• WORK TO BE COMPLETED: Find every line in the material below that contains the word "shirt" and copy each one in full. Case matters.

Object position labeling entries

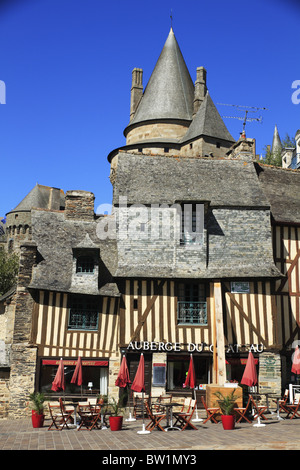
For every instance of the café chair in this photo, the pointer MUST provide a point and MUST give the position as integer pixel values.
(211, 412)
(60, 418)
(90, 416)
(241, 411)
(138, 405)
(155, 419)
(185, 409)
(257, 409)
(66, 409)
(283, 402)
(293, 409)
(158, 405)
(183, 420)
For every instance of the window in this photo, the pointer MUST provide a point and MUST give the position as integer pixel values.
(192, 223)
(85, 264)
(83, 314)
(94, 370)
(178, 367)
(192, 307)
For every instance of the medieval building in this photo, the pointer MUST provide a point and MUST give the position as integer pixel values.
(200, 255)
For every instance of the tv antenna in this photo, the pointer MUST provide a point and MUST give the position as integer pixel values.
(248, 109)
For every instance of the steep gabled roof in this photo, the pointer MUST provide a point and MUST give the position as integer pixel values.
(169, 93)
(208, 122)
(40, 197)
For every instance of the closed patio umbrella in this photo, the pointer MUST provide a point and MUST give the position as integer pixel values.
(190, 381)
(77, 375)
(296, 361)
(123, 380)
(138, 385)
(250, 376)
(59, 379)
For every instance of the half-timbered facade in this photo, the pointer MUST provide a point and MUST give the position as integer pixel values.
(200, 255)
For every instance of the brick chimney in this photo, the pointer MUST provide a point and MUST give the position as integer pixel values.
(136, 90)
(200, 88)
(79, 205)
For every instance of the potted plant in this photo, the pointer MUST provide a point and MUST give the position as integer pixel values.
(116, 417)
(227, 403)
(37, 405)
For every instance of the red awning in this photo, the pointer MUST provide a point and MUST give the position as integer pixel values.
(55, 362)
(234, 361)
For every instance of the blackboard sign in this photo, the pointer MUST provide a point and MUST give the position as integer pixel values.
(159, 374)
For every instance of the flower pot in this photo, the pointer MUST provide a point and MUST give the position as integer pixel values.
(37, 419)
(228, 421)
(115, 423)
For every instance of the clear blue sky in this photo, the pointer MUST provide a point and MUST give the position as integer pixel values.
(67, 69)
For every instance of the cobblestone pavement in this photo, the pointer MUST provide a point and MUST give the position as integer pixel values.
(275, 435)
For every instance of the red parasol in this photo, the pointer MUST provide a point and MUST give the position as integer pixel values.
(190, 380)
(296, 361)
(59, 380)
(250, 376)
(138, 385)
(123, 377)
(77, 376)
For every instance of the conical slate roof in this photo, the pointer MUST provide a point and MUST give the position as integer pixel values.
(169, 93)
(208, 122)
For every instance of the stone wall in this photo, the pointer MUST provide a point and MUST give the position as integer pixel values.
(156, 131)
(23, 353)
(79, 205)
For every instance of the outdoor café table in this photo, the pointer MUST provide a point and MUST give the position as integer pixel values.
(277, 398)
(169, 407)
(266, 394)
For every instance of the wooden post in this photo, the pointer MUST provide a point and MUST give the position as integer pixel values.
(219, 366)
(214, 335)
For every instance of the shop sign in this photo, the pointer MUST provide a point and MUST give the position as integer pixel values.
(161, 346)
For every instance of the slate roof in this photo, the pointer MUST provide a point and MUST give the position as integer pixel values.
(169, 93)
(55, 238)
(208, 122)
(40, 197)
(144, 179)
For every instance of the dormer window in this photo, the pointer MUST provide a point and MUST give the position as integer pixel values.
(85, 264)
(192, 223)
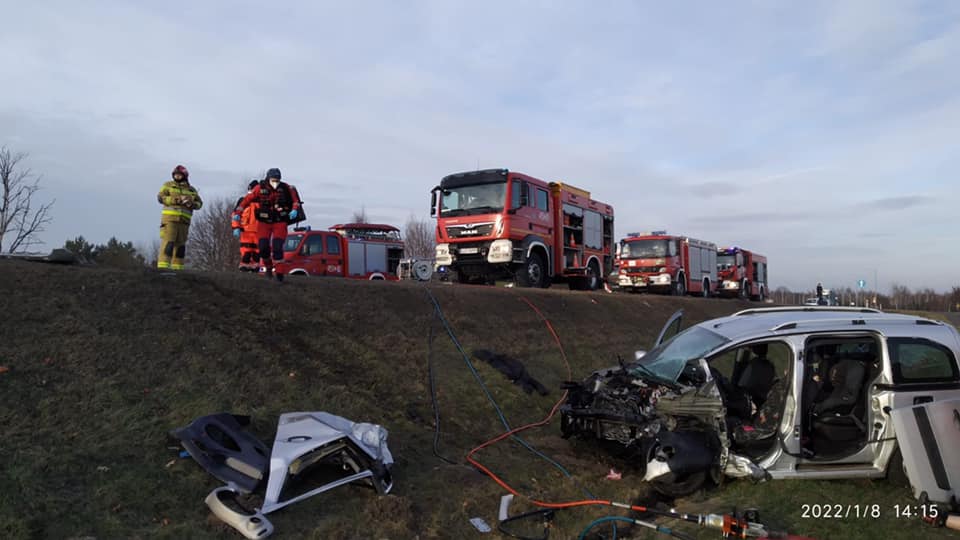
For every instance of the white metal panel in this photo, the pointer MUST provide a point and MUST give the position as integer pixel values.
(929, 436)
(358, 258)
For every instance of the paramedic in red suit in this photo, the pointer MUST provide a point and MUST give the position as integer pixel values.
(279, 206)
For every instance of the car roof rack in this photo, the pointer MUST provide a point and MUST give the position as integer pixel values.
(788, 309)
(853, 322)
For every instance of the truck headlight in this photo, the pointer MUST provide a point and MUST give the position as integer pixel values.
(501, 251)
(442, 253)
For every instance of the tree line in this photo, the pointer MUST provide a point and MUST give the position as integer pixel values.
(212, 247)
(900, 297)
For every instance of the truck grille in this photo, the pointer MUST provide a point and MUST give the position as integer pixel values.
(641, 269)
(467, 231)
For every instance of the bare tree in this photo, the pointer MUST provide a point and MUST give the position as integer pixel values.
(360, 216)
(211, 245)
(149, 251)
(419, 237)
(20, 220)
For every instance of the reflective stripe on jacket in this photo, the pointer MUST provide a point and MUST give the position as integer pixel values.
(173, 196)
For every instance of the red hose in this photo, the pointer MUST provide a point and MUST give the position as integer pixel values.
(514, 431)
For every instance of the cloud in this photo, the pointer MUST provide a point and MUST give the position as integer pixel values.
(708, 190)
(770, 125)
(898, 203)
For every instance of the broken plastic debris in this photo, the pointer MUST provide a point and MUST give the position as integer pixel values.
(252, 524)
(480, 525)
(307, 438)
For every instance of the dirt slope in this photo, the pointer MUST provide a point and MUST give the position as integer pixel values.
(103, 363)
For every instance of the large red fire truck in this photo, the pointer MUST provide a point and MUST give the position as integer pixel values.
(352, 250)
(658, 262)
(499, 223)
(741, 273)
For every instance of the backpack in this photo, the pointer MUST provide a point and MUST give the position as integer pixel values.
(301, 213)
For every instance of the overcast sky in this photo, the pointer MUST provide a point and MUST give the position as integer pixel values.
(823, 134)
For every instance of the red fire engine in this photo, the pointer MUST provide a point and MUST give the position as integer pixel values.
(742, 273)
(658, 262)
(352, 250)
(495, 222)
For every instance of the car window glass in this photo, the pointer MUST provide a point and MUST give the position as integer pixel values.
(333, 245)
(515, 194)
(921, 360)
(313, 245)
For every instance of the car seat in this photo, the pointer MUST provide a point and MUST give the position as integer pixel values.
(839, 416)
(757, 379)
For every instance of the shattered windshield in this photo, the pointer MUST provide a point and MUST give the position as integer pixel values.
(646, 249)
(472, 200)
(666, 361)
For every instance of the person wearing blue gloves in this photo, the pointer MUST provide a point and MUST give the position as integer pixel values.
(279, 205)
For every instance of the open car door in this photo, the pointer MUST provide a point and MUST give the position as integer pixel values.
(929, 436)
(670, 329)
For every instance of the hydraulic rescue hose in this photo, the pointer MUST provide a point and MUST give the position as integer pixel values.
(729, 525)
(433, 395)
(503, 420)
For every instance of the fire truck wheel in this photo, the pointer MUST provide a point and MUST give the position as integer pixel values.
(532, 273)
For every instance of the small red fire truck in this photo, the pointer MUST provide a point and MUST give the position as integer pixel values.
(742, 273)
(658, 262)
(352, 250)
(498, 223)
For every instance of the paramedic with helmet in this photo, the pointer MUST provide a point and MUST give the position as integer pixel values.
(279, 206)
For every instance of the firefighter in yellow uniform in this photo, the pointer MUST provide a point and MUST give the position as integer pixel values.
(179, 200)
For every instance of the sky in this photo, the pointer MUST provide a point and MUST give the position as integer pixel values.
(823, 134)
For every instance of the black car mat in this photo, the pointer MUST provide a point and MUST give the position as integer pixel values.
(513, 369)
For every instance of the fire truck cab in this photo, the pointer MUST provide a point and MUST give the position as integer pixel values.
(499, 223)
(352, 250)
(658, 262)
(742, 273)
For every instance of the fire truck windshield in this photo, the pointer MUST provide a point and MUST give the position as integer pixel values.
(648, 249)
(475, 199)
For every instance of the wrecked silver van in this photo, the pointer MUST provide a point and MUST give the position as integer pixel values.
(798, 392)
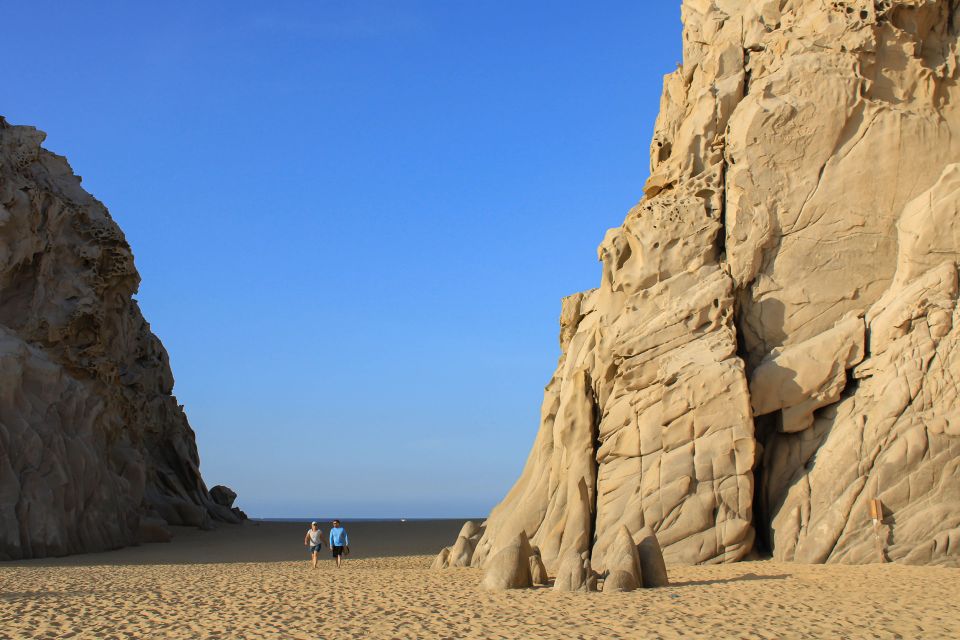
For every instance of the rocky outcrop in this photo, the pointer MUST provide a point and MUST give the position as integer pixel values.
(771, 345)
(95, 452)
(510, 568)
(653, 568)
(623, 564)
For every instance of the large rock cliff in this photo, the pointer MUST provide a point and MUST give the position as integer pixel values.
(95, 452)
(774, 341)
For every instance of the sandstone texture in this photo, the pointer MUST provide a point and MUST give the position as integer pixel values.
(773, 343)
(95, 452)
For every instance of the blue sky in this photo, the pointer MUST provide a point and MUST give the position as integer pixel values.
(354, 221)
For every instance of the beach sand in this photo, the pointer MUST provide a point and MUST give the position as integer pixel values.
(238, 582)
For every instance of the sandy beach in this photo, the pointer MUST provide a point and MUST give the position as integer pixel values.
(238, 582)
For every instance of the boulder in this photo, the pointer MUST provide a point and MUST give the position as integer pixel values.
(800, 229)
(224, 496)
(623, 564)
(575, 573)
(538, 572)
(509, 568)
(442, 561)
(94, 447)
(653, 569)
(461, 553)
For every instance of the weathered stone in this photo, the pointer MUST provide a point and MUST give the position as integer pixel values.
(442, 561)
(623, 564)
(538, 572)
(653, 569)
(224, 496)
(95, 452)
(575, 573)
(509, 568)
(461, 553)
(800, 228)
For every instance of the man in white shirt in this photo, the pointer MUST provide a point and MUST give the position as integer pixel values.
(313, 540)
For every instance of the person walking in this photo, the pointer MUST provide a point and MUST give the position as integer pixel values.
(314, 540)
(339, 542)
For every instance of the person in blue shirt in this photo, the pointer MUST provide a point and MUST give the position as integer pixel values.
(314, 541)
(339, 542)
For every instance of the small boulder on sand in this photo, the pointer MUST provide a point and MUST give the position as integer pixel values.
(538, 572)
(575, 573)
(652, 567)
(509, 568)
(462, 552)
(442, 561)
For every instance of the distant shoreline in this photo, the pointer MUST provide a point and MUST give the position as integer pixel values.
(346, 519)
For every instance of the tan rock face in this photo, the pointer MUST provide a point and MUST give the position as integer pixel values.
(95, 452)
(799, 231)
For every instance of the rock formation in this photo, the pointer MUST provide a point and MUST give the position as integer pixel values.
(510, 567)
(538, 572)
(623, 564)
(95, 452)
(771, 346)
(653, 569)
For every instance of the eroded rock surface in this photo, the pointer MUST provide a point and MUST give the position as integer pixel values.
(95, 452)
(799, 230)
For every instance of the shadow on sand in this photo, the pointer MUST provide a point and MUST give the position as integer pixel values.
(744, 578)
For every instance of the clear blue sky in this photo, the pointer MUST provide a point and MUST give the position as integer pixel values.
(354, 221)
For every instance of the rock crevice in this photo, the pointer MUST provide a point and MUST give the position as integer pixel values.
(95, 452)
(790, 272)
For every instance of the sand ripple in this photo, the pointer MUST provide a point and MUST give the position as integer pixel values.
(402, 598)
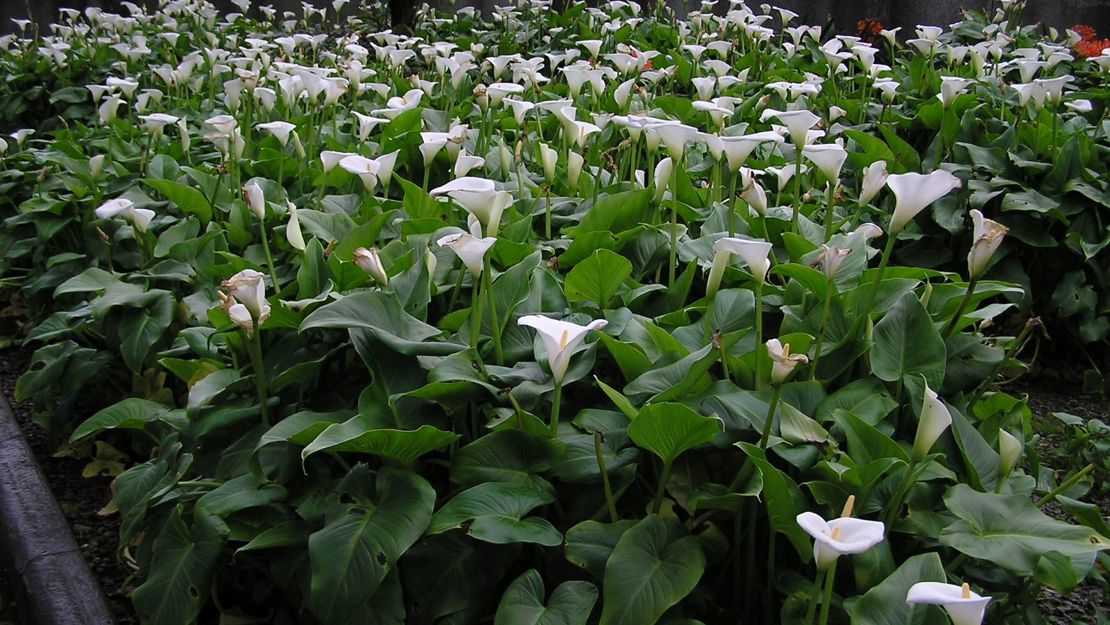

• TASK SOLUTION:
For every instance of the man in white shirt in this photo, the pointer MUST provide a point and MUST give the position as integer pixel values.
For every instance of the person in blue shirt in this photo, the pointer MUST provide a point and MUST give the position as integer pixel values.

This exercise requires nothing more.